> _WHAT YOU HAVE TO DO_:
Produce an exact copy of the lines from the line containing "Pest-scouting request: point out the bridle" through the last line of the listing below, both ends included, and nothing else.

# START OF RECORDS PROVIDED

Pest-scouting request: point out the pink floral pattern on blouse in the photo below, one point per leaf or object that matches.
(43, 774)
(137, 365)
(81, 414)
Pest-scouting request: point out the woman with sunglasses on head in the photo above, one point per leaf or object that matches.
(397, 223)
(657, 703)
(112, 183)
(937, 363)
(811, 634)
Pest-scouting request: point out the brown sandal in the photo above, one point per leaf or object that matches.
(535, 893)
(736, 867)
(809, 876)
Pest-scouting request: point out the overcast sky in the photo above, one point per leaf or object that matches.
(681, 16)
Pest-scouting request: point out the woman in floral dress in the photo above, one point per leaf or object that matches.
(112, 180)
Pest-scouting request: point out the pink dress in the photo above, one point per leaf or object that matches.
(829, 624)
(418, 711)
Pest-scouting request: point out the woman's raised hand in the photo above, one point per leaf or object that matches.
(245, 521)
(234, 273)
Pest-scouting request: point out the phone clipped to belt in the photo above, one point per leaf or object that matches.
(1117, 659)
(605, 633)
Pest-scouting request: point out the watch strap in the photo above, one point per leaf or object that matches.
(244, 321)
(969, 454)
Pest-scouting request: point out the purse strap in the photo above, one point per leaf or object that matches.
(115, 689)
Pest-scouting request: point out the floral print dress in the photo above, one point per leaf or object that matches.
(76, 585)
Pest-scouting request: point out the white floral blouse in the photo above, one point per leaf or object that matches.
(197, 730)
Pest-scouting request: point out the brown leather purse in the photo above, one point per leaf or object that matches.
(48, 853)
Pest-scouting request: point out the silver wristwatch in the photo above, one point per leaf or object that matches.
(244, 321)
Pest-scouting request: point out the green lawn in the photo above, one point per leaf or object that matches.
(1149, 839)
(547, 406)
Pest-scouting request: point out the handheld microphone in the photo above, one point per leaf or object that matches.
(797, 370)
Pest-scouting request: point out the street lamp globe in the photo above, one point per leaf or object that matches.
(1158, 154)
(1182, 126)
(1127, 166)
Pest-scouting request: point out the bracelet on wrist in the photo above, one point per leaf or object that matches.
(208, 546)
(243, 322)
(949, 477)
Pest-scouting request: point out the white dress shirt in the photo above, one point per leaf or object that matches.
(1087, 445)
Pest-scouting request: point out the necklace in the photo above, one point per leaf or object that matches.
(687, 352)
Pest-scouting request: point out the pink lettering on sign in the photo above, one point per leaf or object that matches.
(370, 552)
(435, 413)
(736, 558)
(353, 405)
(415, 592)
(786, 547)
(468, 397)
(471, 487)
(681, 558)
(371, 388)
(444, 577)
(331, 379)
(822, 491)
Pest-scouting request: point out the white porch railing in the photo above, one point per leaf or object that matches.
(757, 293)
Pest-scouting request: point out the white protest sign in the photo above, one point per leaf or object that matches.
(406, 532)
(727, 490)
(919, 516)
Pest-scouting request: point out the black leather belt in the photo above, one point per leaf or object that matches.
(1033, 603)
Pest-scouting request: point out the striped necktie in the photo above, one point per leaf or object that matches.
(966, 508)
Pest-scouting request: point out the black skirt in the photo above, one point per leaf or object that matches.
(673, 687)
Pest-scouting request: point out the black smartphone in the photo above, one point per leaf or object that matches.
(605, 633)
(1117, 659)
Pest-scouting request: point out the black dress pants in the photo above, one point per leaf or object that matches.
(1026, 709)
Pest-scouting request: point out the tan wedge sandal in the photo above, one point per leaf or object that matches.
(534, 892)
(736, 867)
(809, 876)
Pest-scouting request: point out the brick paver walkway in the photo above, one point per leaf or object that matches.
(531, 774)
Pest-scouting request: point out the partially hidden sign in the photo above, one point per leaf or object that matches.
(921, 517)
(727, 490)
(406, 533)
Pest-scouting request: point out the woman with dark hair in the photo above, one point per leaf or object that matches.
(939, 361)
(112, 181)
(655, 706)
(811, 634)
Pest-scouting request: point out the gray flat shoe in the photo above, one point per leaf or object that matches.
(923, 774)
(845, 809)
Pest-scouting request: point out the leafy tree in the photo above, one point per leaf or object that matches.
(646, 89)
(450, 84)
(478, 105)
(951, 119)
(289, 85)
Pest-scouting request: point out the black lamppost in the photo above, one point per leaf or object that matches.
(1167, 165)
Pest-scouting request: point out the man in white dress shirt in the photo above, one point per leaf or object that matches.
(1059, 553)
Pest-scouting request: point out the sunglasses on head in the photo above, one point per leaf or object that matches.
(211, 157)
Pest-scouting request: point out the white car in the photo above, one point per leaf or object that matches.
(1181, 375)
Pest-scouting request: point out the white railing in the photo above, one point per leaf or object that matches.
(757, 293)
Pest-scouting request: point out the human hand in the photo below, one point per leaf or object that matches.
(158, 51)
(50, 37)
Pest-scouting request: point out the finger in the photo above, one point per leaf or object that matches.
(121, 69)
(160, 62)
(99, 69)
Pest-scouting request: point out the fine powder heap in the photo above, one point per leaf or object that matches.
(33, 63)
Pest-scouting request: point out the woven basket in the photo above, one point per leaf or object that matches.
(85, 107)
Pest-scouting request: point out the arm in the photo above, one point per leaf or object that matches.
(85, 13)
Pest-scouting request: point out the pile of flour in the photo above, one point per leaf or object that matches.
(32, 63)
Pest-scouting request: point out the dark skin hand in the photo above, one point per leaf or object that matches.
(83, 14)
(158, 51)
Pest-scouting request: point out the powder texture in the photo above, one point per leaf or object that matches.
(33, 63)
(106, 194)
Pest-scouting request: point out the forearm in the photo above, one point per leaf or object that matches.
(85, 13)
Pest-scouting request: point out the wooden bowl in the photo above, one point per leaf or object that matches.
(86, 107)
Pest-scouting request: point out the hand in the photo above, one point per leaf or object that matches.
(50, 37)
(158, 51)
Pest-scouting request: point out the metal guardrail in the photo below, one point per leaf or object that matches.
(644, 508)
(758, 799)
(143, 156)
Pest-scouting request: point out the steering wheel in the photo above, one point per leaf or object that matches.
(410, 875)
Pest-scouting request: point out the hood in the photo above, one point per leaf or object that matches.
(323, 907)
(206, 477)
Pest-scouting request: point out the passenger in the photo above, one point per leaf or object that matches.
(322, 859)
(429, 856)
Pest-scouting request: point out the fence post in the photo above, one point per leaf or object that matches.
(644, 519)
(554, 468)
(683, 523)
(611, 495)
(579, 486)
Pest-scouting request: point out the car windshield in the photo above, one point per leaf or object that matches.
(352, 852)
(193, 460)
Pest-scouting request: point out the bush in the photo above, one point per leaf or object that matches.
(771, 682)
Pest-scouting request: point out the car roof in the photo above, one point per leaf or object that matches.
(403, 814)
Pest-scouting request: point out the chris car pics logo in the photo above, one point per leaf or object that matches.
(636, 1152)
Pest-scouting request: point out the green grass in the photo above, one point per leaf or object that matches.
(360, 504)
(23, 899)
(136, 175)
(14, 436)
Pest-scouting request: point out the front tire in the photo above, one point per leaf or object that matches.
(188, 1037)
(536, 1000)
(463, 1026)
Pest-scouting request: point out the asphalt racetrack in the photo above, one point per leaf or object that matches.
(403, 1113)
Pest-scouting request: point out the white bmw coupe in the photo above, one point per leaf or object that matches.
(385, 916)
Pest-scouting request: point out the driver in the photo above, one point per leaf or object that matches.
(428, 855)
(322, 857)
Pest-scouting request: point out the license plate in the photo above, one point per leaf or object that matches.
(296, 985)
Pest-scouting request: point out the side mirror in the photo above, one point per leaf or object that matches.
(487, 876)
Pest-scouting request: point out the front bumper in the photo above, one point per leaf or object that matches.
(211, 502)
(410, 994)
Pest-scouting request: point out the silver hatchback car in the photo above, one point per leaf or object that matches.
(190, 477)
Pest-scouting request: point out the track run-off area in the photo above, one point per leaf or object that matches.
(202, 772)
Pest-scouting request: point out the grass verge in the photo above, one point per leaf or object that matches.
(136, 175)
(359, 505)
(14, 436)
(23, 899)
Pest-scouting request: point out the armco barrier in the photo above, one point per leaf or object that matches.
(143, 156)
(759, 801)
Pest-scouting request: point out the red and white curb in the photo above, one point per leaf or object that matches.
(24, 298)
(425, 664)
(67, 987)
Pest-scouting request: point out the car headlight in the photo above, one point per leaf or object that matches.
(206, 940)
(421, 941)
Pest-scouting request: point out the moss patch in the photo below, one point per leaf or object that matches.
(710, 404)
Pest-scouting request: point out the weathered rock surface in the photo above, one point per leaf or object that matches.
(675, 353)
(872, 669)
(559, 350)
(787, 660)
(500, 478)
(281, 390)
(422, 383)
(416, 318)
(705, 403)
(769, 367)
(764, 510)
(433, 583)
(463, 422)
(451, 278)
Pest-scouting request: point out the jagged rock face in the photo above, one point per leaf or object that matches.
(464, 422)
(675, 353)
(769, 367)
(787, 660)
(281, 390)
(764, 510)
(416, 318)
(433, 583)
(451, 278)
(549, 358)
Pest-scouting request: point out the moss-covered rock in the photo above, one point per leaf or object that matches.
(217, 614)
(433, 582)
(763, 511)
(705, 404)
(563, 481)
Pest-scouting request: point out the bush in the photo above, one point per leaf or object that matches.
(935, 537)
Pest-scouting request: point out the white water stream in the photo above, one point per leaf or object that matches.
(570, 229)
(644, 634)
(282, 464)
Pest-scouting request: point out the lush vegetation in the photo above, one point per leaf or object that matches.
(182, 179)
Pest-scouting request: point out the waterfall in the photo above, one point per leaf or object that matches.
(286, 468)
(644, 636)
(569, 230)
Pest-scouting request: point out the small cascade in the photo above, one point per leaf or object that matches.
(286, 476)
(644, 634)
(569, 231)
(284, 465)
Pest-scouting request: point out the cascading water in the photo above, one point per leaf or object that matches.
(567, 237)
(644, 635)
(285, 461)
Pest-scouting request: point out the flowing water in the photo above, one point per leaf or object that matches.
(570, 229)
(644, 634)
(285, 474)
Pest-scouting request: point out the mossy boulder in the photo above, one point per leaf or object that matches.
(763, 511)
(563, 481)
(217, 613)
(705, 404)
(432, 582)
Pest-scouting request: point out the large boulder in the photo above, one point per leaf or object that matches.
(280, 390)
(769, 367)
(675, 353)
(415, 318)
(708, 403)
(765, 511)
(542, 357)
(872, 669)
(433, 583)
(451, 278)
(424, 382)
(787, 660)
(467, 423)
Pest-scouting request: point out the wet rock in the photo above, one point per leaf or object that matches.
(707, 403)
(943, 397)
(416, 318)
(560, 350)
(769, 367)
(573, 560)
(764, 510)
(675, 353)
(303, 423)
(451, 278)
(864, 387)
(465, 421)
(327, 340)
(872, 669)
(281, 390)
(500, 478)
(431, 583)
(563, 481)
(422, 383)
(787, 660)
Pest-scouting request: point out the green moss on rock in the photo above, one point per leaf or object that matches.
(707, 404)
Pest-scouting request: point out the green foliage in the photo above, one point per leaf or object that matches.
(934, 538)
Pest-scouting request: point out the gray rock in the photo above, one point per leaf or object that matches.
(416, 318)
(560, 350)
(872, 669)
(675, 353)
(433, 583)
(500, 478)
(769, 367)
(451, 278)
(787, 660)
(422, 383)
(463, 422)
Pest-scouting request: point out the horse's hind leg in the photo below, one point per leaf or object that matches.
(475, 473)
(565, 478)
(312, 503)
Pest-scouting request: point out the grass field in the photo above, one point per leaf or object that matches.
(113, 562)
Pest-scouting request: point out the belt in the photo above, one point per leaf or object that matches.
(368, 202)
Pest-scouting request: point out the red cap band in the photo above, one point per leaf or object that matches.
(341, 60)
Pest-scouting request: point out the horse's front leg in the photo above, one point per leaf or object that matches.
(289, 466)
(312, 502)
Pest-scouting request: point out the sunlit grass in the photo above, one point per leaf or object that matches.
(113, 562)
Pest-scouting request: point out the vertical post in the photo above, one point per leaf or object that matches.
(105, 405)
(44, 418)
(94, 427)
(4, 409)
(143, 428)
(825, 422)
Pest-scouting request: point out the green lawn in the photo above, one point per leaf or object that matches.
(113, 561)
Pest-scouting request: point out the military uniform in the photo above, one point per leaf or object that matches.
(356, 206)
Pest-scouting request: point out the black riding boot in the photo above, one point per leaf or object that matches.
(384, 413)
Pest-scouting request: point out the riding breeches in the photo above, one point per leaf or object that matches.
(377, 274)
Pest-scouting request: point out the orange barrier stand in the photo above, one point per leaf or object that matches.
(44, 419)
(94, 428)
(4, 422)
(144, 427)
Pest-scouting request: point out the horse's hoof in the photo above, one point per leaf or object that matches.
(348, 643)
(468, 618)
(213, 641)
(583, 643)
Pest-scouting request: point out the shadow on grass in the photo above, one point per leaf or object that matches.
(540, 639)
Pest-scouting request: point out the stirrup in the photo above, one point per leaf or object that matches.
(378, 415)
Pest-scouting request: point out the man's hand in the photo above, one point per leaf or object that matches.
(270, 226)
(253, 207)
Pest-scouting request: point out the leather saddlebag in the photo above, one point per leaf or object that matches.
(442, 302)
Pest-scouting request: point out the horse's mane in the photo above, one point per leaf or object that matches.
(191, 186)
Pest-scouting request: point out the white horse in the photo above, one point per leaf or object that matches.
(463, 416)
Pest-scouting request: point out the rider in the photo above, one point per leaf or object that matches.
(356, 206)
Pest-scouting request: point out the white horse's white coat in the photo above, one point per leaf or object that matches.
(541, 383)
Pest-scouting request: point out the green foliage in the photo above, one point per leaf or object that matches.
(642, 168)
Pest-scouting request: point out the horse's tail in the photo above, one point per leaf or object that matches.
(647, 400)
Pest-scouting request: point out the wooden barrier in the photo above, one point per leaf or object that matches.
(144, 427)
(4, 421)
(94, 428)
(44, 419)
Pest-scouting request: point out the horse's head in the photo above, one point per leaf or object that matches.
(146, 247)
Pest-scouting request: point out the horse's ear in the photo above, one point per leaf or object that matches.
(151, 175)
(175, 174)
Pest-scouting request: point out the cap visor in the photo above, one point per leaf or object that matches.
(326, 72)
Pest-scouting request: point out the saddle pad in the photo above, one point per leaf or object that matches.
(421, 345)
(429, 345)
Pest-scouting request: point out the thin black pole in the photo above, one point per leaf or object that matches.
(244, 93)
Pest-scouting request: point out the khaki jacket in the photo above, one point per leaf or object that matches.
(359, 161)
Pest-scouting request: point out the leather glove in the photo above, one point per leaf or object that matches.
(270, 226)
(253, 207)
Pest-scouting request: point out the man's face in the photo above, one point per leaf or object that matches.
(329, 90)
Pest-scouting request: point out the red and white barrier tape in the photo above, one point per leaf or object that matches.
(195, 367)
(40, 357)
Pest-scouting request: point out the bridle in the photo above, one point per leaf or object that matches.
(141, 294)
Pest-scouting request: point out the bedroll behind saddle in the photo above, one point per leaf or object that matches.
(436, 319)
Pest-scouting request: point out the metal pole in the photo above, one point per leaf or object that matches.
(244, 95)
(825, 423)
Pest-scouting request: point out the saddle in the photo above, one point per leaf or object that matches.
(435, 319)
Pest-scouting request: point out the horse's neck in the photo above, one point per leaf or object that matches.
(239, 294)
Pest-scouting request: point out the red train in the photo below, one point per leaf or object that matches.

# END OF RECORDS PROVIDED

> _REPLY_:
Pest-scouting request: point out the bridle in the photo above, one point per leaf or object that matches.
(141, 294)
Pest-scouting request: point out the bedroll behind saddle in the photo above, one point per leaf or object that matches.
(436, 319)
Pest-scouting request: point out the metal pole in the photo above, one point per leaf or object that matches.
(244, 95)
(825, 423)
Pest-scouting request: point out the saddle in the photo above, one point per leaf or object that matches.
(435, 319)
Pest-scouting request: point out the horse's neck in the photo above, one point per leaf or object that matches.
(239, 294)
Pest-scouting request: point out the red train in the photo below, one point per leaf or object that matches.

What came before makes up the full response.